:: DATA FOR THIS TASK ::
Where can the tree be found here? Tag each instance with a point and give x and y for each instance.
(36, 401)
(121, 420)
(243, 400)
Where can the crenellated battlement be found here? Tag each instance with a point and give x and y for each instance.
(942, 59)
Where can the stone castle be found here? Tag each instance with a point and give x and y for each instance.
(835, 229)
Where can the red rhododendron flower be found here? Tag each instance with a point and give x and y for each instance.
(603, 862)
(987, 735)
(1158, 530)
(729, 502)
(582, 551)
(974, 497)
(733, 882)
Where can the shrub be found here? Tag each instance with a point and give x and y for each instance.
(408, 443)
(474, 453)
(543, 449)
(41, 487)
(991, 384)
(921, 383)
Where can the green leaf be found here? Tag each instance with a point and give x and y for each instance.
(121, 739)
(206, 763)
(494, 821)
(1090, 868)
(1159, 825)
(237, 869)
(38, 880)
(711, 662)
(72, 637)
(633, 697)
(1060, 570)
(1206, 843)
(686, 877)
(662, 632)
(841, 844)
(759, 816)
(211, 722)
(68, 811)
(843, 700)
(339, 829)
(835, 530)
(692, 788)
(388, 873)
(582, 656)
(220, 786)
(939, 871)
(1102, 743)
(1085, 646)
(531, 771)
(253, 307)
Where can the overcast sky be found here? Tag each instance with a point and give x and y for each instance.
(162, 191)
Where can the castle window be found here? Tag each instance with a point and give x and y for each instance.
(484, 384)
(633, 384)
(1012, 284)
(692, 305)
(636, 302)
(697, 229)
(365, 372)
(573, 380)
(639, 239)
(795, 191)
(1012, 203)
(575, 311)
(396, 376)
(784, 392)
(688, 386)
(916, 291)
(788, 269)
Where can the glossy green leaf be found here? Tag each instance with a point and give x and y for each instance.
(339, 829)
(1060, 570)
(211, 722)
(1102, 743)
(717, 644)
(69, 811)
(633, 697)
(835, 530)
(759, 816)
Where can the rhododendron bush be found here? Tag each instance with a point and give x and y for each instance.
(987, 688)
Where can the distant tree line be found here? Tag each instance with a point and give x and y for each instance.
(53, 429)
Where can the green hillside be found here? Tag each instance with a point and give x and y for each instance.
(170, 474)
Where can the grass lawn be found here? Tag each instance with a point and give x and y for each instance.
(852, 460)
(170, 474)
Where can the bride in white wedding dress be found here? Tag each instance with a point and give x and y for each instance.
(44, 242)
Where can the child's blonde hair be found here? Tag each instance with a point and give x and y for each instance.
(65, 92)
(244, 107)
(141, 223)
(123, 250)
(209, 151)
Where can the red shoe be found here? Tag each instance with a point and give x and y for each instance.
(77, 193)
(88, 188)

:: WHAT IS ASKED ::
Reproduce the whole listing above word for word, keeping every line unchanged.

:: FINISHED EXERCISE ::
Where can the tree be found here? Tag each instance with a point and give x and y for each instance.
(36, 401)
(121, 420)
(243, 400)
Where can the crenellated battlement be found here? Tag each instance with a point and give x and y for each instance.
(942, 59)
Where can the stone castle be found here? Tag each instance with a point and give x and y for each instance.
(835, 229)
Where can the red rhododendron flower be found here? Tag each instance with a point and give x and y for each instance.
(603, 862)
(987, 735)
(1158, 530)
(729, 502)
(582, 551)
(974, 497)
(733, 882)
Where can the shrub be found here? Tag each instance with a point and give x and y for each instance.
(408, 443)
(474, 453)
(543, 449)
(41, 487)
(991, 384)
(921, 383)
Where can the green leaf be found here? Tag each instance with a point and give x and y for each instance.
(121, 739)
(206, 763)
(494, 821)
(1090, 868)
(1159, 825)
(237, 869)
(38, 880)
(711, 662)
(72, 637)
(633, 697)
(1060, 570)
(1206, 843)
(686, 877)
(662, 632)
(841, 844)
(759, 816)
(211, 722)
(68, 811)
(843, 700)
(339, 829)
(835, 530)
(692, 788)
(388, 873)
(582, 656)
(220, 786)
(939, 871)
(1102, 743)
(1085, 646)
(531, 771)
(253, 307)
Where can the overcast sky be found here? Tag each instance with a point and give x and y for each instance.
(162, 191)
Where can the castle window be found here? Tag each instance with a point and give x and y for each instance.
(484, 384)
(633, 384)
(1012, 284)
(692, 305)
(636, 302)
(697, 229)
(365, 372)
(573, 380)
(639, 239)
(795, 191)
(1012, 203)
(575, 311)
(396, 376)
(784, 392)
(688, 386)
(916, 291)
(788, 269)
Where can the glossy green leaf be found here? Tag each instance with a point and give x and y for each instance.
(339, 829)
(1060, 570)
(211, 722)
(1102, 743)
(717, 644)
(69, 811)
(633, 697)
(835, 530)
(759, 816)
Where can the rhododendron bush be found here? Tag each instance with a point and give x and y for each instance.
(987, 688)
Where can the distant tree line be found here? Tag each instance with a point and give x and y for each instance.
(53, 429)
Where can the green hillside be found here? Tag each instance with a point and give x and y for each instance.
(170, 474)
Where can the grass lawn be found here? Tag each instance with a point and give x and y for each instance.
(852, 460)
(170, 474)
Where can the bride in white wedding dress be found here? Tag each instance with a point and give x and y for each instance.
(44, 242)
Where can the child's blonde hair be found here? Tag each instance with a point and give x and y for each instance.
(65, 92)
(244, 107)
(141, 223)
(123, 250)
(209, 151)
Where can the red shoe be found here? Tag each instance with a point and give x and y for each instance.
(77, 193)
(88, 188)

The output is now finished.